● **Set exercise**
Reproduce the DNNSIM documentation word for word, everything from "Description" down to "The sample size.".

Authors:	Qingyang Liu [aut, cre] , Shijie Wang [aut], Ray Bai [aut] , Dipankar Bandyopadhyay [aut]
Maintainer:	Qingyang Liu <[email protected]>
License:	GPL (>= 3)
Version:	0.1.1
Built:	2025-03-09 04:41:25 UTC
Source:	https://github.com/cran/DNNSIM

Simulate data for the DNN-SIM model

Description

Simulate data for the DNN-SIM model

Usage

data_simulation(n, beta, w, sigma, delta, seed)
data_simulation(n, beta, w, sigma, delta, seed)

Arguments

`n`	an integer. The sample size.
`beta`	a vector. The covariate coefficients.
`w`	a number between 0 and 1. The skewness parameter.
`sigma`	a number larger than 0. The standard deviation parameter.
`delta`	a number larger than 0. The degree of freedom parameter.
`seed`	an integer. The random seed.

Details

This is a simple data generation function for a simulation study. All elements of the design matrix X follow a uniform distribution from -3.0 and 3.0 independently and identically. The true $g$ function is the standard logistic function.

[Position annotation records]
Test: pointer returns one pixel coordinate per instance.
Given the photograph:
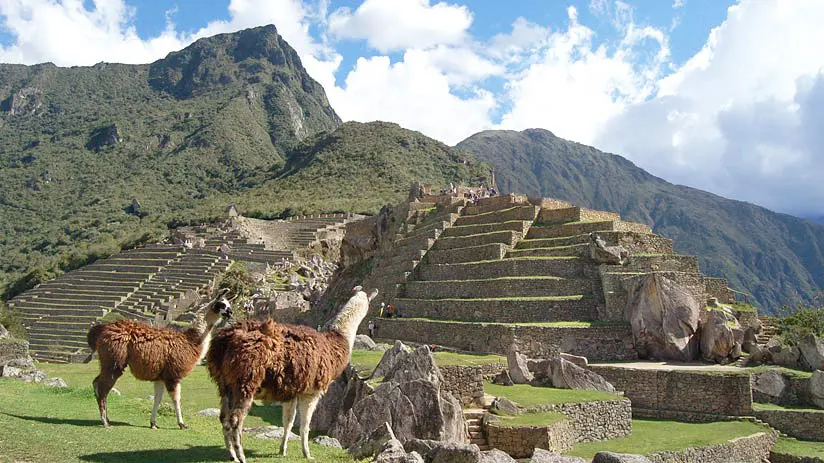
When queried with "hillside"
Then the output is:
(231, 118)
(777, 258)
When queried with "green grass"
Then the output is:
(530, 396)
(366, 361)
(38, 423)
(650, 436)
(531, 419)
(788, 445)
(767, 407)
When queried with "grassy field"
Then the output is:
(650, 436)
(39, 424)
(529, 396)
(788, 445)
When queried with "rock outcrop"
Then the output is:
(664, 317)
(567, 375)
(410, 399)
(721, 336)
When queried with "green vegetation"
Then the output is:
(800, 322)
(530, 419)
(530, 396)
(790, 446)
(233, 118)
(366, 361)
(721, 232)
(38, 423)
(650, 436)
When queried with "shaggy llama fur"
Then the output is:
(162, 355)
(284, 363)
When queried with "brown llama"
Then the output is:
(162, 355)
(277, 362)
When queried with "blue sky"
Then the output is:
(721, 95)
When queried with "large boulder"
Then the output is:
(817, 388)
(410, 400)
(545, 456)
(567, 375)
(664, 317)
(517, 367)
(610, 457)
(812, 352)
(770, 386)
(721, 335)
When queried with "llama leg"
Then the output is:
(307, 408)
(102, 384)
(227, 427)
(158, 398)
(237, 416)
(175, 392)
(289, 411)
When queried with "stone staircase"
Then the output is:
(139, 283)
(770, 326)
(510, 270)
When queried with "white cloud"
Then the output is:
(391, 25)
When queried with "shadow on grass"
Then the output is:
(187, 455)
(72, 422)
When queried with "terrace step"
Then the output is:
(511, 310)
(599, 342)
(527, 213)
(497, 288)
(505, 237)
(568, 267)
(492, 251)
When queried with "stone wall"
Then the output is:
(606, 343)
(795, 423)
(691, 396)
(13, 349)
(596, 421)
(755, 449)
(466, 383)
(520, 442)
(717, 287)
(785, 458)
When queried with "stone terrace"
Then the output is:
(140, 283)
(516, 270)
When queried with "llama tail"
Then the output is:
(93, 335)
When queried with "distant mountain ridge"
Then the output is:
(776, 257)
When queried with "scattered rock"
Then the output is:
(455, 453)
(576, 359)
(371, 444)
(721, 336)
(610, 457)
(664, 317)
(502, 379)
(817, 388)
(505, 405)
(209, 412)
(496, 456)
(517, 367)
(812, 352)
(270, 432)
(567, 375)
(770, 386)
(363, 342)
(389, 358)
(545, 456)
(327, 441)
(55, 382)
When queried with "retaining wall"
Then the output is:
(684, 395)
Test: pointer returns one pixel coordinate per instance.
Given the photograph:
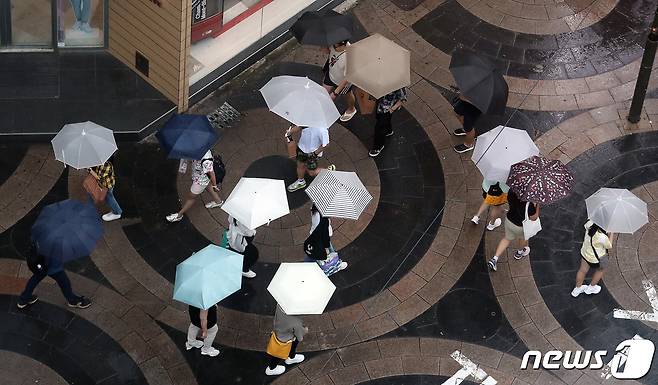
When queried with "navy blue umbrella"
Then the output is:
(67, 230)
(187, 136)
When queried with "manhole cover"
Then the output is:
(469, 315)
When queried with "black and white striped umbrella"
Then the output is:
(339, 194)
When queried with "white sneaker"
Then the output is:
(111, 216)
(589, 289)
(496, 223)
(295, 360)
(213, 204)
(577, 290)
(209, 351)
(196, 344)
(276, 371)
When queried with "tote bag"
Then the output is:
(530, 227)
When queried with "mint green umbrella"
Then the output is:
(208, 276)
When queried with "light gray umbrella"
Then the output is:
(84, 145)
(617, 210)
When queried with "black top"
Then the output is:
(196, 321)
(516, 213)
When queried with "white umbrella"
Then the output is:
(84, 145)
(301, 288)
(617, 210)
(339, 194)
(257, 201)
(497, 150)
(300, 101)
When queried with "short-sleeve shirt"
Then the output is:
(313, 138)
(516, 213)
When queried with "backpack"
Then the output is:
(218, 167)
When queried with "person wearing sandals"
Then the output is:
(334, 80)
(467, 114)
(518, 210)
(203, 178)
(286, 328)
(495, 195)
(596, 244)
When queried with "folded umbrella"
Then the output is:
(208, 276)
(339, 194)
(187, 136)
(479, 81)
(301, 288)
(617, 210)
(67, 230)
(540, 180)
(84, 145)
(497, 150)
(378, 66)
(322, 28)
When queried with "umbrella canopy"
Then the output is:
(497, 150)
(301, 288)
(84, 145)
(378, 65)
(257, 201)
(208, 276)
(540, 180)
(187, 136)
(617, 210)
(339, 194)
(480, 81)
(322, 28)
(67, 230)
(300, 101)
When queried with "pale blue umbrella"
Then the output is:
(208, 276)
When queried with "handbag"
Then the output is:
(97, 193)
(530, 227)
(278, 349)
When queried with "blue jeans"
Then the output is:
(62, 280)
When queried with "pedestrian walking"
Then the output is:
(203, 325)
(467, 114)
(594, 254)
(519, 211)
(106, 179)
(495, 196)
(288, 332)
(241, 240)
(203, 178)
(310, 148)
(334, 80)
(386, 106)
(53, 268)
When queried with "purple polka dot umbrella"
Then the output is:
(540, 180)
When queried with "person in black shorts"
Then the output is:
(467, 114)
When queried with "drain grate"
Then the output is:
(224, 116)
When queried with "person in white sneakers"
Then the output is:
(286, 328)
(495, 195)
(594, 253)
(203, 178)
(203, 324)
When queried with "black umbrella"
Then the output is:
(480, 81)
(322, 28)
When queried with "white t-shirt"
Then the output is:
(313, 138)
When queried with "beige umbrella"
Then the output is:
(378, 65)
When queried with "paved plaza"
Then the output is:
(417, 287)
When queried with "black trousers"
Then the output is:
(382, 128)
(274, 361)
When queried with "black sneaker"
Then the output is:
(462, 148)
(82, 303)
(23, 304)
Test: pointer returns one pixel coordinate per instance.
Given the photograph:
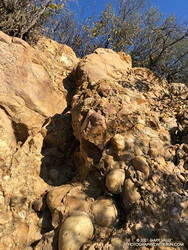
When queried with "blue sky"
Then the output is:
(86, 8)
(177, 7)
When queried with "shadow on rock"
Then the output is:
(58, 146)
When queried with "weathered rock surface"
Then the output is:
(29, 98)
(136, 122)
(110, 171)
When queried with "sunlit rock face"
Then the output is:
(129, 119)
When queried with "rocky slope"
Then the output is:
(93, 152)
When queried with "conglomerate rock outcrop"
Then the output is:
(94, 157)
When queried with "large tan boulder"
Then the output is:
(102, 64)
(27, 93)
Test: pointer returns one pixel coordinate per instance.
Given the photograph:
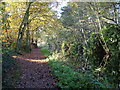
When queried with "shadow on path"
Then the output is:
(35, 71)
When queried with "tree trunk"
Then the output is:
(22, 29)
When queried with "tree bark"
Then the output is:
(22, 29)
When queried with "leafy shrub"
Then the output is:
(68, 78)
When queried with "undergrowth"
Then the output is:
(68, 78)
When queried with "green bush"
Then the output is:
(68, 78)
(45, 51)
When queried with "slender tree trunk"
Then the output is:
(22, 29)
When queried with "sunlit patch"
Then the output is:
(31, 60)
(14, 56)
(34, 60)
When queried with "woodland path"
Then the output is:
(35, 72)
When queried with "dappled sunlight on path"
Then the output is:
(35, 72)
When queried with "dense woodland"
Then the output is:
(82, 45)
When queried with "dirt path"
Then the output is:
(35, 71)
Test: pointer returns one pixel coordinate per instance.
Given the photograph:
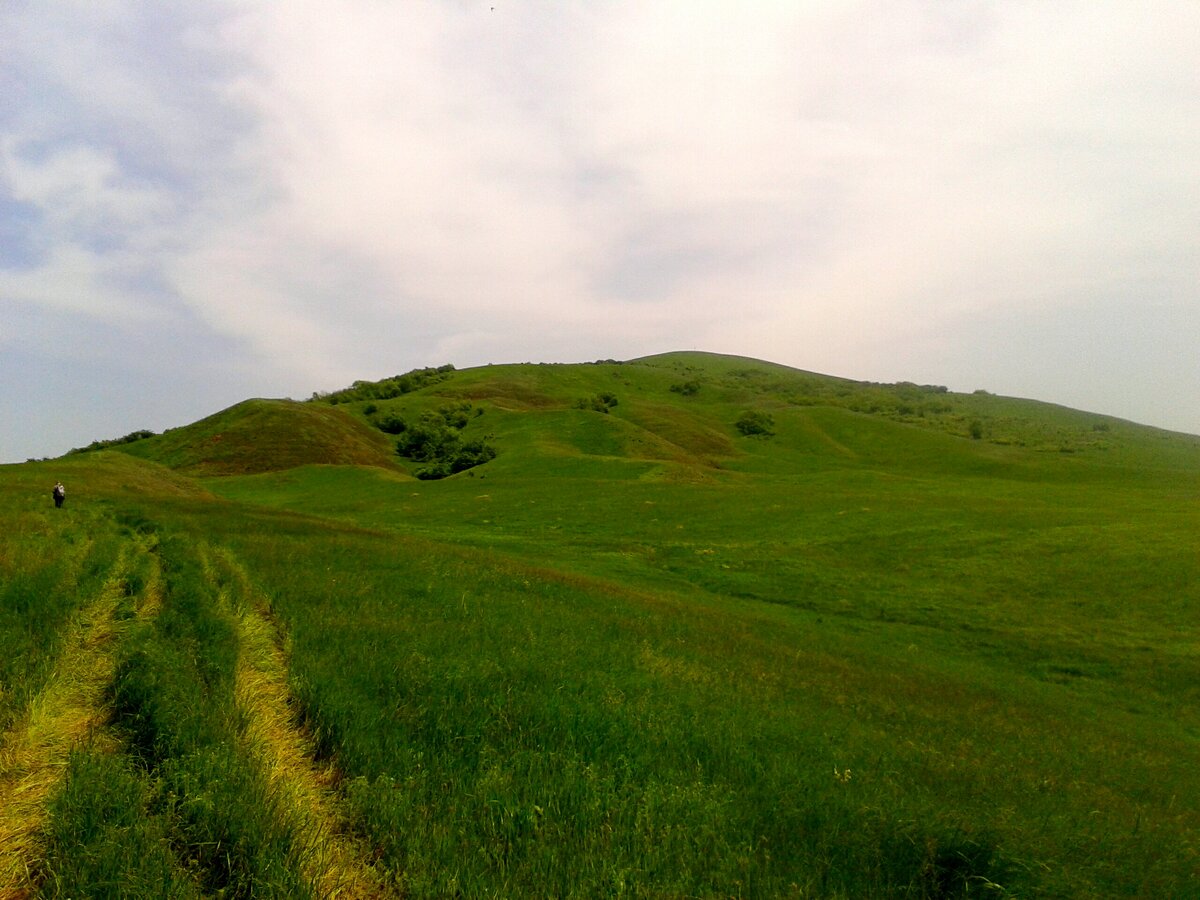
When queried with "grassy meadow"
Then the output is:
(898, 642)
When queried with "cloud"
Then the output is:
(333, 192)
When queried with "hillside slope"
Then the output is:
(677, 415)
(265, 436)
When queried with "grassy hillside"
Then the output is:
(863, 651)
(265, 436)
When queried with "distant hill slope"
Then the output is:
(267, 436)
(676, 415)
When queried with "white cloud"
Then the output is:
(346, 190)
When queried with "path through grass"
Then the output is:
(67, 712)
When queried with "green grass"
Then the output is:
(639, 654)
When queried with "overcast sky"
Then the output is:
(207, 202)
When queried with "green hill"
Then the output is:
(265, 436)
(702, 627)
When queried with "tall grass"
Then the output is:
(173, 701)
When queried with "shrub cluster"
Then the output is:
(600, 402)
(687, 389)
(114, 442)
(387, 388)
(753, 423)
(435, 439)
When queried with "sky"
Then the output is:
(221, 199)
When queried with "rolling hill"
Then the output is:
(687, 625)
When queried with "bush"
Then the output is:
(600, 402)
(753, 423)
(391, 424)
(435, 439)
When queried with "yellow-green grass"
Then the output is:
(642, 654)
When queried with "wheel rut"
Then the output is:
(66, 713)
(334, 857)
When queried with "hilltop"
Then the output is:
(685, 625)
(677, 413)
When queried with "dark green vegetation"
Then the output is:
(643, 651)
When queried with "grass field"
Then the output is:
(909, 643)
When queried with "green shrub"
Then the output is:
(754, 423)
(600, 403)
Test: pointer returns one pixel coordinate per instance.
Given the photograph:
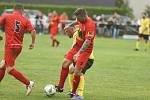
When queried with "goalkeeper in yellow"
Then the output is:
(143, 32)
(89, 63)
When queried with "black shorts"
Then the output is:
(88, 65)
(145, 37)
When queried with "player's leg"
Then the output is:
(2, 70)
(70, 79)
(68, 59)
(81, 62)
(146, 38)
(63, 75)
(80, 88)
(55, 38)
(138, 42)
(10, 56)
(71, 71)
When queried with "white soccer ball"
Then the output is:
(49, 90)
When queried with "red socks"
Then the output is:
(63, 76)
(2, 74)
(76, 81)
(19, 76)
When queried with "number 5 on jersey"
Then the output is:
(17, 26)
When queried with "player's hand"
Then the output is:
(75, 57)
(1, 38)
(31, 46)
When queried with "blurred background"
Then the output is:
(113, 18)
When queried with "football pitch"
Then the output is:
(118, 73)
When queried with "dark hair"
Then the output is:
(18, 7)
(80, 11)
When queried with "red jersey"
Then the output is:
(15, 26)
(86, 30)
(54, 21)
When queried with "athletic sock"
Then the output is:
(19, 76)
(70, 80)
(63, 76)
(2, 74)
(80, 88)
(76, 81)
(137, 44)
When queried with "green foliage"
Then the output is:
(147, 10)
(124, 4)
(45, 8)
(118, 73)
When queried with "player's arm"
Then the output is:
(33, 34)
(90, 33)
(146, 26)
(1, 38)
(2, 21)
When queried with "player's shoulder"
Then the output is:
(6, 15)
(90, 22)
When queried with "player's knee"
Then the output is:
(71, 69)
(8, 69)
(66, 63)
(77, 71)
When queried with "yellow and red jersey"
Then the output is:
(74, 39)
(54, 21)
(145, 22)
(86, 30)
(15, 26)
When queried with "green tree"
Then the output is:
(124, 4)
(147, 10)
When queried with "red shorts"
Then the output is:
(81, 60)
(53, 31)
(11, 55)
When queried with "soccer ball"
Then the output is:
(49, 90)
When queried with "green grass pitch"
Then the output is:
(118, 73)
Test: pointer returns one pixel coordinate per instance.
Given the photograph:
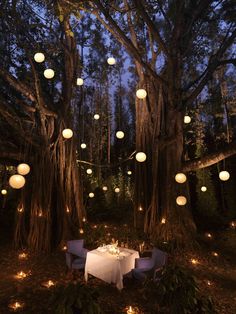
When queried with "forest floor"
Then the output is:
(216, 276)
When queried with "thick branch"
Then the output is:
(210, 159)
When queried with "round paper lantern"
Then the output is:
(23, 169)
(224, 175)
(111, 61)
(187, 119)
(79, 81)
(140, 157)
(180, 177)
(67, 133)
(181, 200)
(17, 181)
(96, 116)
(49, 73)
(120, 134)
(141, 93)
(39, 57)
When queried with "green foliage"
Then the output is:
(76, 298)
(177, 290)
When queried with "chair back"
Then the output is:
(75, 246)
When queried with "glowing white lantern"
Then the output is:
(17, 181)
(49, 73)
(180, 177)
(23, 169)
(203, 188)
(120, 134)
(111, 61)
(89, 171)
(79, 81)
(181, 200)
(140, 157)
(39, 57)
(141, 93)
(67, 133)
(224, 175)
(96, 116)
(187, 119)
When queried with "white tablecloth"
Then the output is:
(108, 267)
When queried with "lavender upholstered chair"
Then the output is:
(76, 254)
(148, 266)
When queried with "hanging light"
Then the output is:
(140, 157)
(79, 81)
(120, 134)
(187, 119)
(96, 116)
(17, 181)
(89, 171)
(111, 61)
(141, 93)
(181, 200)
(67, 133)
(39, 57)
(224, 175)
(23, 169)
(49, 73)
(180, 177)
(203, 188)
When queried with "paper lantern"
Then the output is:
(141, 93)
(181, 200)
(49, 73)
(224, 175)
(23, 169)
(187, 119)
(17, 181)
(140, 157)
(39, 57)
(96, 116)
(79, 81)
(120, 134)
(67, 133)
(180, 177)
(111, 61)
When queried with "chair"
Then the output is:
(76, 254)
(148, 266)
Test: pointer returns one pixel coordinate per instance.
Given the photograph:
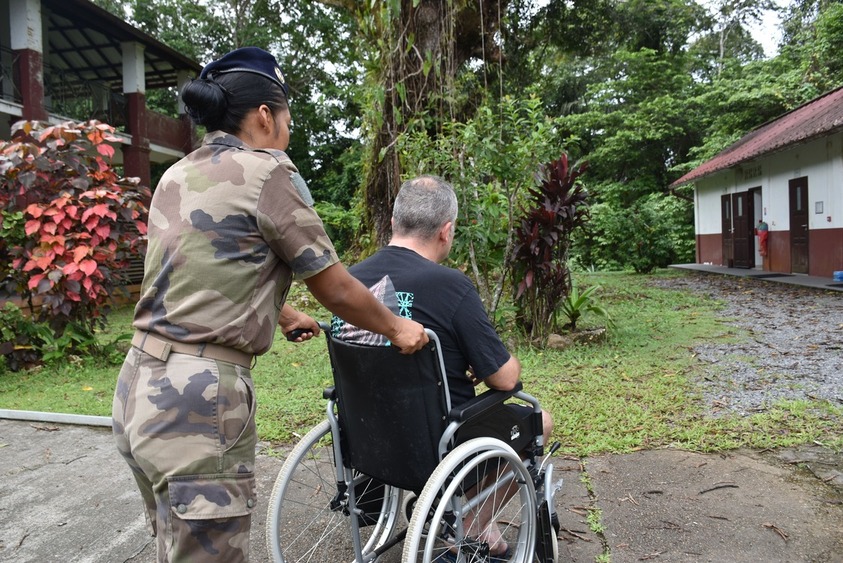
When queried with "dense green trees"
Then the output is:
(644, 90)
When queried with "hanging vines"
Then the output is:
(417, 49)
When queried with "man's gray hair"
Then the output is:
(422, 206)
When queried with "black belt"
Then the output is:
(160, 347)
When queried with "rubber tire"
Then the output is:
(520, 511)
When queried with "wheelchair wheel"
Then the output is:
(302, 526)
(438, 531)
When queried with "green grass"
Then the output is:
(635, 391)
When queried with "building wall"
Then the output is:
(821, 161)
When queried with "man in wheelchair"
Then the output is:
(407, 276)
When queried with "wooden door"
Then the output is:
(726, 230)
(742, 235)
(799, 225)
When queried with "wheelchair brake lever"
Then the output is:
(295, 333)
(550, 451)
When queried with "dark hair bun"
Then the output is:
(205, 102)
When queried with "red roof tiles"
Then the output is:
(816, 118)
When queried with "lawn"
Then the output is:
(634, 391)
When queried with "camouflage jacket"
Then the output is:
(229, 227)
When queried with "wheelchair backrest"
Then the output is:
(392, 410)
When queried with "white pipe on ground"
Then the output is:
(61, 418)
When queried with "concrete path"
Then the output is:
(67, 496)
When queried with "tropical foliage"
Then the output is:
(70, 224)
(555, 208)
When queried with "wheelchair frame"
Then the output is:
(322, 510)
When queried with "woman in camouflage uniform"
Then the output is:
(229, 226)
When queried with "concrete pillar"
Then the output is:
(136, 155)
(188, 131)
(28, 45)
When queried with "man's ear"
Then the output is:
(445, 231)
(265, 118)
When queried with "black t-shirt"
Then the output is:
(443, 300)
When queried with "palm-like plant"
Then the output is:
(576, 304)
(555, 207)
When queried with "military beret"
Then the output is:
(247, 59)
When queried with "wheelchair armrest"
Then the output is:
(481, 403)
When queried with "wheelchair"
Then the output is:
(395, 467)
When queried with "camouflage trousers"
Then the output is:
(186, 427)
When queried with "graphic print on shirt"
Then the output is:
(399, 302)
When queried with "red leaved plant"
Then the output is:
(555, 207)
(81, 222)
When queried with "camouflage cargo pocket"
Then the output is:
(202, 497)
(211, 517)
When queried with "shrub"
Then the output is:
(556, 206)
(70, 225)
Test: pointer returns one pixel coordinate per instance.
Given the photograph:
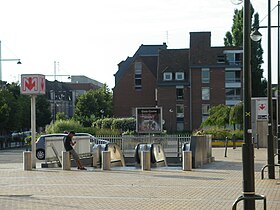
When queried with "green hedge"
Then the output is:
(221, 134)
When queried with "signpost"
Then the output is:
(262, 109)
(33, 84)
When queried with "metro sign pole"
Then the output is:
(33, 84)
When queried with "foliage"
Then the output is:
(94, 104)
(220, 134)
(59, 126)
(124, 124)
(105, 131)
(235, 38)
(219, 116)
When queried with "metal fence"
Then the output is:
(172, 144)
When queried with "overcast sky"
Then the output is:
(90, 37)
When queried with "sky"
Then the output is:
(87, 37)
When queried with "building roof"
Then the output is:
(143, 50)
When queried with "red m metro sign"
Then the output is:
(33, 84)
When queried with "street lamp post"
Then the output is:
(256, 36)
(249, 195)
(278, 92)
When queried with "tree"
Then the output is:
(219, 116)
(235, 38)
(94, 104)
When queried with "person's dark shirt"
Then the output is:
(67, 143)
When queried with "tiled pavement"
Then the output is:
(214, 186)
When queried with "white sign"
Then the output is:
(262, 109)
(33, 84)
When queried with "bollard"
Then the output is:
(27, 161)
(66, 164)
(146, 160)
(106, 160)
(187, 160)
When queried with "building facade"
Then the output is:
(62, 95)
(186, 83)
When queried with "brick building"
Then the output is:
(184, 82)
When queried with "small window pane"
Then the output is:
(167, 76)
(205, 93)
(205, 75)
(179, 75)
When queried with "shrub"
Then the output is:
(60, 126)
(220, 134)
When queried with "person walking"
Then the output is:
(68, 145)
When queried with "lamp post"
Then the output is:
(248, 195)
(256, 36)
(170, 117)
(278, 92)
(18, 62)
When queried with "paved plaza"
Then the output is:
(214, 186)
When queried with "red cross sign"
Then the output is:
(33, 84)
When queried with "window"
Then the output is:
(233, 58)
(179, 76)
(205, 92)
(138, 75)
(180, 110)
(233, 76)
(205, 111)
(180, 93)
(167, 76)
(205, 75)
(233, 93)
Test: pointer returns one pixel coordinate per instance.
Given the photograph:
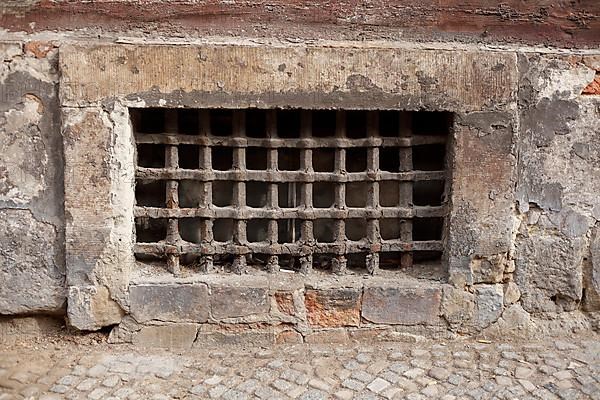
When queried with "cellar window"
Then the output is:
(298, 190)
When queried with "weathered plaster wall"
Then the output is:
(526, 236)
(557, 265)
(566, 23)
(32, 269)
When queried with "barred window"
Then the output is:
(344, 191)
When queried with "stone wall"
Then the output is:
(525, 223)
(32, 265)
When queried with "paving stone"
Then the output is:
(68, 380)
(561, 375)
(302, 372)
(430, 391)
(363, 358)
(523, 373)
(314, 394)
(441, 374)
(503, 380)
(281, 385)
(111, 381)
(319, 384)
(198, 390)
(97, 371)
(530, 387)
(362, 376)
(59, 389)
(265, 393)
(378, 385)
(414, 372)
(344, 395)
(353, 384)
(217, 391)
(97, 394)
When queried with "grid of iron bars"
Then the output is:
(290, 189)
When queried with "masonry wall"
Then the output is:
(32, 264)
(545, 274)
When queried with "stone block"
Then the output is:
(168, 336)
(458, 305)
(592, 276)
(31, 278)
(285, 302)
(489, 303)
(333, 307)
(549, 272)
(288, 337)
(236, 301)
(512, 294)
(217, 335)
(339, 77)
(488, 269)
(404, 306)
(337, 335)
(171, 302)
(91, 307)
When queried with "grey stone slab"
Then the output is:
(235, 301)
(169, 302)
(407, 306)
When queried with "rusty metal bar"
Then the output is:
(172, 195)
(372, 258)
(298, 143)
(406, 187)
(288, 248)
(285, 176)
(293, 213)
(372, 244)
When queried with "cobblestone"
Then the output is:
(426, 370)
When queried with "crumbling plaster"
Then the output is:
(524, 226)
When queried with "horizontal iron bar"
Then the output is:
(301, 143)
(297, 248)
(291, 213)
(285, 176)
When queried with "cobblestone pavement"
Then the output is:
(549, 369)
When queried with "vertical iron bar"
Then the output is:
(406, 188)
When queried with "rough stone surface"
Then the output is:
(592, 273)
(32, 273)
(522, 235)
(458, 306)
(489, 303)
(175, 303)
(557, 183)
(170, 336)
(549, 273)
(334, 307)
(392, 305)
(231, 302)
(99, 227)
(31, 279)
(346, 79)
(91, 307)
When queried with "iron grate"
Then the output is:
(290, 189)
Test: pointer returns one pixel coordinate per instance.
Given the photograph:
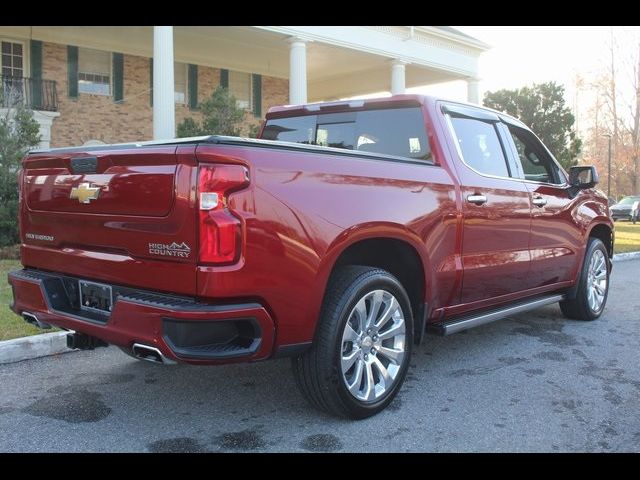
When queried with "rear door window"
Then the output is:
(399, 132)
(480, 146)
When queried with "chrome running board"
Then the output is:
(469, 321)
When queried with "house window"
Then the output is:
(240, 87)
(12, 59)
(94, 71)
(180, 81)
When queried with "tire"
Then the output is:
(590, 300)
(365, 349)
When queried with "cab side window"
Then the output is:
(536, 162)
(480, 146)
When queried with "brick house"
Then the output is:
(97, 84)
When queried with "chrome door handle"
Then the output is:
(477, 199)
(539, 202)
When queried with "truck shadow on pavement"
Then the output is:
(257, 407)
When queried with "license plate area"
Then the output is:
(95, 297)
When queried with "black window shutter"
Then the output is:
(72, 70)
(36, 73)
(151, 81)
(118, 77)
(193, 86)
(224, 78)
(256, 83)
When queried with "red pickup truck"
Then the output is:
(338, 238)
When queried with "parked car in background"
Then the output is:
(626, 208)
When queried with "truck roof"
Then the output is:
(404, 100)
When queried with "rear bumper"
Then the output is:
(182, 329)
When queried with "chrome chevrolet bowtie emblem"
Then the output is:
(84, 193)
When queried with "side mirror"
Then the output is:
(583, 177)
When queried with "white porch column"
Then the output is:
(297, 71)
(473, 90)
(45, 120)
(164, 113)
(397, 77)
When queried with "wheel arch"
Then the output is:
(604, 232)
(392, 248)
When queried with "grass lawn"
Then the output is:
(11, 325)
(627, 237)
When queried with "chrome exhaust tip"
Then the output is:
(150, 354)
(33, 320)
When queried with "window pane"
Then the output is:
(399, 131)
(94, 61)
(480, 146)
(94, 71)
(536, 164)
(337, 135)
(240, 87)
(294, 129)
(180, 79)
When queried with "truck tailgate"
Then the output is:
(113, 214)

● **Response to the exercise**
Description

Simulate data for the DNN-SIM model

Usage

data_simulation(n, beta, w, sigma, delta, seed)
data_simulation(n, beta, w, sigma, delta, seed)

Arguments

`n`	an integer. The sample size.